Dataset entries:
*****

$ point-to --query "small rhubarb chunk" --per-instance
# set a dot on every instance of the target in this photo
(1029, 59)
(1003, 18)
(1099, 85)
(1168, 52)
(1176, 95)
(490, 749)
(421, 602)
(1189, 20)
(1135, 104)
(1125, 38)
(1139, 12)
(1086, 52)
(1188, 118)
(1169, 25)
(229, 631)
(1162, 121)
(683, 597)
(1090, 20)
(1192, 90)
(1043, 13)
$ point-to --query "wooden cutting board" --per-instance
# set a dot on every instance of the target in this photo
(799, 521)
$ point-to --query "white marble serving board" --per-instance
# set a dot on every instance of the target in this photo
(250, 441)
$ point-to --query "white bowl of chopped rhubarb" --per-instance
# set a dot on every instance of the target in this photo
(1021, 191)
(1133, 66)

*****

Task objective: Write out word for word every line from the one containing "bowl of chopped" through the last line of the data, and no other line.

Finished task:
$ point-to --query "white bowl of chopped rhubarb" --per-instance
# set a dot on every instance of the target in this photo
(1021, 191)
(1133, 66)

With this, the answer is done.